- Prompt
Can you rescale everything from the line containing "like (33, 338)." down to the end of the records, giving those lines again with the requests included and every coordinate in the answers multiplied by 2.35 and rounded to a whole number, halves up? Leave the numbers in the requests as they are.

- Listed records
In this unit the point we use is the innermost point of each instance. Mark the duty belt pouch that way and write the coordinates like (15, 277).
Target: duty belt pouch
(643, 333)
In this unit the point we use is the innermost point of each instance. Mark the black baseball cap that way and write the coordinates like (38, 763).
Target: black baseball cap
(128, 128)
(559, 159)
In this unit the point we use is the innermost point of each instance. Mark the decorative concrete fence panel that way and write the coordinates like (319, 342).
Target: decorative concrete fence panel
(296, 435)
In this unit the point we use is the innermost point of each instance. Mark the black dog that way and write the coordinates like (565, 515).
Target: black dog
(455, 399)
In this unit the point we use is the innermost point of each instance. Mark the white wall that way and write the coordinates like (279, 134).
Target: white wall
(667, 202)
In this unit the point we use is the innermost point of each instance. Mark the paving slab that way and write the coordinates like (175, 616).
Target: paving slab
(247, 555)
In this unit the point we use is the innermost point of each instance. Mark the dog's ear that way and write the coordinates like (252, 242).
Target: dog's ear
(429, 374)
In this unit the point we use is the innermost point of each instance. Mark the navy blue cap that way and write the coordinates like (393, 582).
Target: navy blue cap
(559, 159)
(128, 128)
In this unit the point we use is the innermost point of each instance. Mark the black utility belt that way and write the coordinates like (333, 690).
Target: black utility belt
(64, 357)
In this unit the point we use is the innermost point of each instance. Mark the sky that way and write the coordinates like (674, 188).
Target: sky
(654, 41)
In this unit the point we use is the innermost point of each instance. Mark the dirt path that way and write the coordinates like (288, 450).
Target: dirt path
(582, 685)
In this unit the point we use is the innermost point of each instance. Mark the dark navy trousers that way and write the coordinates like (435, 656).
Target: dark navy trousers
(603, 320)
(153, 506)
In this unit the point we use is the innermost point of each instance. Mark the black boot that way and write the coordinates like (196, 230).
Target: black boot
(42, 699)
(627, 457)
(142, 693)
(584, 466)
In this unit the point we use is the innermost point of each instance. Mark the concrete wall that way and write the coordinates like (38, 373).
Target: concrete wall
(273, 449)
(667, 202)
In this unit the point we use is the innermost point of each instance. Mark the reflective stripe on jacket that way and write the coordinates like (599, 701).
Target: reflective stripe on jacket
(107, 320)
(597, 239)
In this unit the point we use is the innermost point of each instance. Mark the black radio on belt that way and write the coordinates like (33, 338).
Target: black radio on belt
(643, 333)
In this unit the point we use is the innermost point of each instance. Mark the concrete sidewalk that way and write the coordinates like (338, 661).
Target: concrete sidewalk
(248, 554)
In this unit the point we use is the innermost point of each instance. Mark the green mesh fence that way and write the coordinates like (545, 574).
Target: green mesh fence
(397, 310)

- Response to the task
In this unit the point we use is the innermost point of each instance. Mark the black radio on belt that way and write the coordinates like (33, 338).
Target: black radio on belt
(1511, 783)
In this unit the point we use is the innermost point of each instance. Mark the concrete sidewalk that way and write the coordinates like (338, 661).
Target: concrete sidewalk
(583, 1302)
In this unit the point we use is the innermost point of each instance. Mark the green mesh fence that way and write the coordinates like (545, 574).
Target: green mesh fence
(933, 729)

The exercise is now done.